◆ **WHAT THE EXERCISE ASKS**: Reproduce the material below verbatim, line for line, omitting the picture.

◆ **DATASET RECORDS**:
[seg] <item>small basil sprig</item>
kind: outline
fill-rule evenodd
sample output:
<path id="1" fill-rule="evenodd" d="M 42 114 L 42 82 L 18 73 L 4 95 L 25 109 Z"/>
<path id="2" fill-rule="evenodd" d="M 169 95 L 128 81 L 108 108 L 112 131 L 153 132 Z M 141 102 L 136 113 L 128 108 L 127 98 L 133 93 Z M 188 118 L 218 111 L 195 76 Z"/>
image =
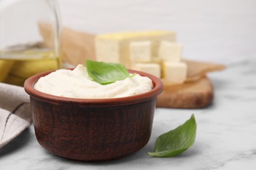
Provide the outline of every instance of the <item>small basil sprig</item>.
<path id="1" fill-rule="evenodd" d="M 105 63 L 90 60 L 86 61 L 86 67 L 89 76 L 95 81 L 105 85 L 132 78 L 125 66 L 116 63 Z"/>
<path id="2" fill-rule="evenodd" d="M 194 114 L 184 124 L 159 136 L 156 141 L 154 157 L 173 157 L 181 154 L 193 145 L 196 139 L 196 122 Z"/>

◆ **SOLUTION FOR THIS PROBLEM**:
[seg] <item>small basil sprig</item>
kind: outline
fill-rule evenodd
sample output:
<path id="1" fill-rule="evenodd" d="M 42 114 L 42 82 L 18 73 L 4 95 L 25 109 Z"/>
<path id="2" fill-rule="evenodd" d="M 169 95 L 128 81 L 108 108 L 112 131 L 153 132 Z M 141 102 L 136 113 L 128 108 L 127 98 L 133 93 Z M 188 118 L 218 111 L 195 76 Z"/>
image =
Provide the outline of every instance of the <item>small basil sprig</item>.
<path id="1" fill-rule="evenodd" d="M 105 63 L 90 60 L 86 61 L 86 67 L 89 76 L 95 81 L 105 85 L 132 78 L 125 66 L 116 63 Z"/>
<path id="2" fill-rule="evenodd" d="M 194 114 L 184 124 L 159 136 L 156 141 L 154 157 L 173 157 L 181 154 L 193 145 L 196 139 L 196 122 Z"/>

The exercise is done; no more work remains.